▶ **Vorgegebener Text**:
╔══
Paul Bergmann hat bei Kriegsende Tagebuch geschrieben. Foto: Christian Hass Stuttgart

Wie haben Baden-Württemberger das Ende des Zweiten Weltkriegs erlebt? Wir veröffentlichen in Auszügen Erinnerungen unserer Leserinnen und Leser.

Stuttgart - Eine „heitere Grundstimmung“ wird Paul Bergmann im Schulzeugnis aus dem Jahre 1940 bescheinigt – und er hat sie sich bis heute bewahrt, trotz einer Kindheit im Zweiten Weltkrieg. 1931 geboren, wuchs er mit zwei älteren Schwestern und einem jüngeren Bruder in Fellbach auf. Viele Dokumente aus dieser Zeit hat er aufbewahrt. Bergmann schlägt vorsichtig ein kleines Büchlein auf, eng beschrieben mit kindlicher Schrift. „Mit 13 Jahren habe ich 1944 begonnen, Tagebuch zu schreiben“, erzählt er. Was es zu essen gab, was in der Schule passierte, wie das Wetter war – er hat Alltägliches ebenso festgehalten wie die Luftangriffe der Alliierten, das Ende des Krieges und die Besatzung der Amerikaner und Franzosen.

Bergmann war Jungenschaftsführer im Jungvolk. „Uns wurde immer eingetrichtert, dass es einfach dazugehört, Soldat zu sein“, erzählt er. Sein Zeichenheft zeugt davon, wie sehr die Kinder der NS-Propaganda ausgesetzt waren: Rote Hakenkreuzflaggen und Kriegshandlungen zieren die Seiten. „Man hat uns genau gesagt, was wir zeichnen sollen.“ Auch in den Schulaufsätzen ging es um Kriege und Waffen. Als sich die Alliierten der Stadt näherten, vergrub der Junge seine Hitler-Jugend-Unterlagen im Garten, unter der Besatzung verbrannte er sie schließlich aus Angst.

Was bedeutete das Kriegsende für ihn? Bergmann überlegt kurz. Dann sagt er: „Dass man keine Angst mehr haben muss. Dass es mehr zu essen gibt. Dass etwas Neues kommt.“ Doch zunächst machte sich Enttäuschung breit. „Tatsächlich gab es noch weniger zu essen, es gab Ausgangssperren und Übergriffe der alliierten Soldaten. Das war ein Schock“, beschreibt Bergmann die Situation direkt nach Kriegsende.

Gerade die Franzosen hätten geraubt, geplündert und vergewaltigt. Insofern sei es eine Erleichterung gewesen, als Fellbach schließlich unter amerikanische Besatzung fiel: „Aber nun sind wir endlich amerikanisch“, schrieb Bergmann am 19. September 1945 in sein Tagebuch. Damals fing für ihn „der wirkliche Friede“ an.

Es sei zunächst schwierig gewesen, mit der neuen Freiheit umzugehen. „Wir wussten ja vorher gar nicht, dass wir unfrei waren. Wir kannten es bis Kriegsende gar nicht anders“, erklärt Bergmann. Sein christlicher Glaube hat ihm schließlich Orientierung gegeben. Bereits unter der Naziherrschaft hatte seine Mutter ihn evangelisch erzogen. „Der Glaube war mir immer sehr wichtig, schon im Krieg. Bei den Luftangriffen haben wir im Keller gebetet“, sagt er.
╚══
▶ **Zu erledigen**:
**A.** Tausche im Text über Paul Bergmanns Kriegstagebuch von „Paul Bergmann hat“ bis „Leserinnen und Leser.“ das Wort „Tagebuch“ gegen „Notizbuch“ aus und gib diesen Abschnitt wieder.
**B.** Führe den Text über Paul Bergmanns Kriegstagebuch im Anschluss an seinen letzten Satz weiter.
Die Zeilen danach werden nicht gebraucht.

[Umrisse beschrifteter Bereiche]
╔══
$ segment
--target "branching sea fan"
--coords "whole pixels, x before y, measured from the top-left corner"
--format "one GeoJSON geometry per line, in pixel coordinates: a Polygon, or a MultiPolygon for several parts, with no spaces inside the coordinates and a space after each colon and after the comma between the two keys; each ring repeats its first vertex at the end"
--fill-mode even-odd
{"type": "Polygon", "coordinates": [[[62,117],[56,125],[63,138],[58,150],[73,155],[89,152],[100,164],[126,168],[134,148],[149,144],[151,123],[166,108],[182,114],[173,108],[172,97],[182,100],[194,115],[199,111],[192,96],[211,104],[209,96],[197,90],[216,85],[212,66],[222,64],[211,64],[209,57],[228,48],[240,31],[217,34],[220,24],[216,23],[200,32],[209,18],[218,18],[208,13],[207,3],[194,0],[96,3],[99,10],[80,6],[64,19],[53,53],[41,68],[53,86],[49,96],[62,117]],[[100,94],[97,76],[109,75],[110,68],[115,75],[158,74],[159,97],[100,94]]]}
╚══
▶ **Die Antworten**:
**A.**
Paul Bergmann hat bei Kriegsende Notizbuch geschrieben. Foto: Christian Hass Stuttgart

Wie haben Baden-Württemberger das Ende des Zweiten Weltkriegs erlebt? Wir veröffentlichen in Auszügen Erinnerungen unserer Leserinnen und Leser.

**B.**
Welche Gräueltaten die Nazis begangen hatten, konnte Bergmann zunächst nicht glauben. In der Schule musste er einen Film darüber ansehen. „Das war so entsetzlich, dass ich es sofort verdrängt habe“, gibt er zu. Auch im Elternhaus spielte das Thema nie eine Rolle. „Als Kinder hatten wir zu gehorchen, wir kamen gar nicht auf die Idee, Fragen zu stellen.“ Bei seiner Mutter, sagt Bergmann, sei jedoch eine gewisse Abneigung gegen das Regime spürbar gewesen.

Heutzutage, hat Bergmann den Eindruck, seien Zeitzeugen von damals „weniger gefragt“. Doch für den 83-jährigen Großvater sind die Kriegserlebnisse noch immer sehr präsent. „Ich gehe zum Beispiel ungern auf Feuerwerke. Die Knallerei ist mir zuwider.“

„Jetzt kommt dann bald der Friede“

Auszüge aus Paul Bergmanns Tagebuch (teilweise gekürzt, ansonsten aber unverändert):

Sonntag, den 22. 4. 1945 Es ist ein richtiges Aprilwetter. Strom ist weg. Ich schlief bis 11 Uhr. Heute erfuhren wir, daß sich Stuttgart und Umgebung gestern Abend um 22 Uhr übergeben hätte. Dieser Befehl kam aber nicht nach Waiblingen, deshalb schoßen sie noch nach Fellbach. Es fuhren Panzer und Autos auf der Landstraße voll mit Amerikanern Richtung Stuttgart. (. . .) Der Stadtkommandant der Stadt Fellbach gab bekannt, daß 1. Wer im Besitze einer Waffe, Seitengewehrs, Fotoapparats und Fernrohrs ist, muß sie bis morgen 8 Uhr in der Schule an der Lutherkirche abgeben. 2. Wehrmachtsangehörige müssen sich ebenso melden. Man darf keinen Wehrmachts-angehörigen beherbergen. 3. Ab Montag ist die Ausgangszeit der Zivilbevölkerung folgende: Von 7–9 Uhr, mittags von 15–19 Uhr. In dieser Zeit darf man auf der Straße bleiben.

Mittwoch, den 25. 4. 1945 Heute kamen wieder neue Truppen. Wir mussten aus unserem Haus. Die ganze Nachbarschaft half uns. Wir gingen in die Wohnung von (. . .) Berlin sei topfeben, es würde nichts mehr stehen, in München seien Straßenkämpfe, in drei Tagen sei es mit Deutschland aus. Hoffentlich ist das alles nicht wahr. (. . .)

Mittwoch, den 02. 05. 1945 Ich schlief gut. Papa sagte mir: Gestern Abend um 11 Uhr kam durch, daß der Führer gestern Mittag auf seinem Gefechtsstand gefallen ist. Ich aß heute Morgen alles zugeteilte Brot. Heute Mittag gab es Kartoffelsalat, (vorneweg eine Suppe), Soße mit Eibröckel drin. (. . .)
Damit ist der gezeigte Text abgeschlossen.